Begin

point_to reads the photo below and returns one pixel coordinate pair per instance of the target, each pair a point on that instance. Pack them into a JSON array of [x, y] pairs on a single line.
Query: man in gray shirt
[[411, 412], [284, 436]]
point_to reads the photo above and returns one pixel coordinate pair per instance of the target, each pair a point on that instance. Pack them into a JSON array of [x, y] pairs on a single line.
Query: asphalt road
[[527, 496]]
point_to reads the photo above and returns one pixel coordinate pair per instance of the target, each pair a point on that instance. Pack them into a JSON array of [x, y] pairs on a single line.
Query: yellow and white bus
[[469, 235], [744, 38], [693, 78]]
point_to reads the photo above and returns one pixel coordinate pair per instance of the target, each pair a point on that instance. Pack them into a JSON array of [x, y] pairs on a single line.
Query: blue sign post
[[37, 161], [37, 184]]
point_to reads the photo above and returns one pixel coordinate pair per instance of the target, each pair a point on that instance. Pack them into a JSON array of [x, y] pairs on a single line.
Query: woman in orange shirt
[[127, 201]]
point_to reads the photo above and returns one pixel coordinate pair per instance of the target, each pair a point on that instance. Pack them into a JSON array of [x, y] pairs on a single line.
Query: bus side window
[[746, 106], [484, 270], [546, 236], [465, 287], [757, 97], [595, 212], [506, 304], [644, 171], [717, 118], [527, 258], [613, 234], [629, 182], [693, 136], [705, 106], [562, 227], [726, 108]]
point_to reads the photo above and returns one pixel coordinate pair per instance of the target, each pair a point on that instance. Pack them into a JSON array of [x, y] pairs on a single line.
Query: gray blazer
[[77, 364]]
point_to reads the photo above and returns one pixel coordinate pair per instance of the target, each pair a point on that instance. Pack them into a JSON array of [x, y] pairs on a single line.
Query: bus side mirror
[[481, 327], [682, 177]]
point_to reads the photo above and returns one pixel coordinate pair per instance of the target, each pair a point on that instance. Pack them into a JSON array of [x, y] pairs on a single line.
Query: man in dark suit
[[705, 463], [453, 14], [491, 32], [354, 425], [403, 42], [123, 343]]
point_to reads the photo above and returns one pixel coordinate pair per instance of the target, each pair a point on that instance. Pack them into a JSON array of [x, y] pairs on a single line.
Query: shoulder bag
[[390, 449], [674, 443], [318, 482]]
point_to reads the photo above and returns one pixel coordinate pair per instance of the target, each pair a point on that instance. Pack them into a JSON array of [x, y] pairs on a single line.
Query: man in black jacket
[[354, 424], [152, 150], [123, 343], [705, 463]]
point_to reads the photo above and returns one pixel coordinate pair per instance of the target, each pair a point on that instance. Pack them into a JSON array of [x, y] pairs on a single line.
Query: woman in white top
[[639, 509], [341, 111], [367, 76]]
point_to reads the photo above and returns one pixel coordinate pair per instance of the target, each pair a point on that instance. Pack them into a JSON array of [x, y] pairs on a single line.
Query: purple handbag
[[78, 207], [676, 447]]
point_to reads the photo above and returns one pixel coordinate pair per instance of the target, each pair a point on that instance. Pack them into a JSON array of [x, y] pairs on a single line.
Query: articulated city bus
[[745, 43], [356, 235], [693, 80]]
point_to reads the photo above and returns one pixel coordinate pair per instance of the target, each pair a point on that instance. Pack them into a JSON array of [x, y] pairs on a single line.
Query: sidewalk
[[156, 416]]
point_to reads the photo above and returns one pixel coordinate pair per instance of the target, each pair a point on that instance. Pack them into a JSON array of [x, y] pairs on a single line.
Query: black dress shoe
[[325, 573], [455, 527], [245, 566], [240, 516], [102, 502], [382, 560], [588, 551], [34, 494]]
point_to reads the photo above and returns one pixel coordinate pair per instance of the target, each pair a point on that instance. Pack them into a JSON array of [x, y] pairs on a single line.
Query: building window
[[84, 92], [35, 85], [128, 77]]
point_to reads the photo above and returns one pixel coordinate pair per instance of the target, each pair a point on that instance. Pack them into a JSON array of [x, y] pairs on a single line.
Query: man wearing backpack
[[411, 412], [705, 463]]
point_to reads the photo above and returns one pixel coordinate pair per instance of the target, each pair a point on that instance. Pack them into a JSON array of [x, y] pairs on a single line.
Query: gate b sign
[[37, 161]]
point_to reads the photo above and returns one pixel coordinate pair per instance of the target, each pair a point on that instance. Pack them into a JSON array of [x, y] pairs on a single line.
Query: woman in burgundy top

End

> **Given instruction**
Reproduce every entry shown above, precisely as it stands.

> **Solved problem**
point_to reads the photo below and returns one pixel coordinate pair per instance of the target, each pair a point on that instance. Pack them into a JSON array of [x, y] pairs on a single line.
Query: man in gray shirt
[[411, 412], [284, 436]]
point_to reads the photo above and returns one pixel coordinate pair per instance of the target, each pair a point on that instance. Pack them into a JSON array of [x, y] pairs on a single line.
Query: asphalt road
[[527, 496]]
point_to reads the photo above and returns one pixel coordinate pair per instance of the target, each pair a point on that instance. Pack them into a JSON array of [x, y] pairs on a single line.
Query: yellow and white bus
[[469, 235], [744, 38], [693, 78]]
point_to reads the photo above and returns one pixel coordinate pair per instance of the target, each pair a point on that instance. Pack them into a JSON array of [x, y] pairs on a single line.
Query: blue sign post
[[37, 161], [37, 184]]
point_to reads the photo above and returns one pixel coordinate pair per instance of the target, each pair a point on that instance. Pack them into a JSON array of [x, y] pairs on a single line.
Query: woman in orange shirt
[[127, 201]]
point_to reads the photo above and returns one pixel coordinate pair per instance of the target, each pair a point on that instance. Pack them into a JSON array of [x, y] pairs on a single line.
Query: bus side window
[[746, 106], [484, 270], [546, 236], [465, 287], [757, 97], [595, 212], [506, 304], [644, 171], [717, 118], [527, 258], [613, 234], [629, 182], [693, 136], [705, 106], [562, 227], [726, 108]]
point_to reads the photo above and returns one pixel coordinate pair per instance of the target, each pair a point on that instance. Pack them into a JSON array of [x, y] pairs on a single line.
Query: gray blazer
[[77, 364]]
point_to reads the photo above and returns one pixel coordinate pair per instance of the target, each pair a point on that instance. Pack them into a JSON array of [x, y] pairs on a single line.
Query: bus side mirror
[[481, 327], [682, 177]]
point_to reads the photo above and returns one pixel coordinate pair per instance of the target, each pair a point on that instance. Pack them into a JSON array of [x, y] pairs on a single line.
Query: man in dark suit
[[705, 463], [453, 14], [491, 32], [354, 425], [403, 42], [123, 343]]
point_to reads the photo above and returns one pixel coordinate pair per instance of the target, each pair a point on that instance. Pack them into a JSON array of [x, y] pairs on a single line.
Query: shoulder bag
[[390, 449], [674, 443], [318, 482]]
point_to reads the photo above and returns one pixel coordinate pair per instance of the target, each pair a point on that instance. Pack them into a JSON array of [x, y] pairs on a single line.
Query: man in black jacket
[[354, 424], [152, 150], [123, 343], [705, 463]]
point_to reads the photo above and returns one pixel coordinate pair per instance of the target, each pair a point on that instance. Pack them into a JSON array of [x, y] pairs on a single line.
Query: woman in white top
[[639, 509], [341, 111], [367, 76]]
point_to reads the photo above and returns one pixel coordinate pair per instance of the target, each pair a point on that instance. Pack them into a JSON array of [x, y] pairs on a single line.
Query: purple handbag
[[78, 207], [676, 447]]
point_to reads the photo above and returns one pixel coordinate pair per instance of the target, each pair a point on that instance. Pack them into a JSON array of [x, y] pairs on a single line.
Query: articulated city bus
[[745, 43], [356, 235], [693, 80]]
point_to reads the photo above and returns one pixel coordinate pair per instance of the target, each pair a point on that instance. Pack them into a JSON array of [x, y] pairs on a single line.
Query: sidewalk
[[156, 416]]
point_to reads the photo above and returns one pixel coordinate pair per instance of the target, each pair a point on that instance. Pack them into a JSON array of [x, y] pairs on a single line.
Query: black dress shoe
[[325, 573], [455, 527], [245, 566], [240, 516], [102, 502], [382, 560], [588, 551], [34, 494]]
point_to reads the photo above and returns one pixel coordinate pair per instance of the target, each pair a point on that instance. Pack them into a JSON array of [x, y] pairs on a single line.
Query: building window
[[84, 92], [35, 85], [128, 77]]
point_to reads the photo above and returns one pixel coordinate pair per instance of the target, each pair a point on that instance. Pack them into a JSON array of [x, y] pairs on a single line.
Query: man wearing backpack
[[411, 412], [705, 463]]
point_to reads the photo above and returns one pixel coordinate pair per instance of the target, each pair a point on that instance. Pack them into a JSON array of [x, y] pairs on a single line.
Query: gate b sign
[[37, 161]]
point_to reads the photo above and returns one pixel coordinate pair per instance of the target, each pair a point on that instance. Pack them into a JSON array of [x, y] pairs on a single line.
Query: woman in burgundy top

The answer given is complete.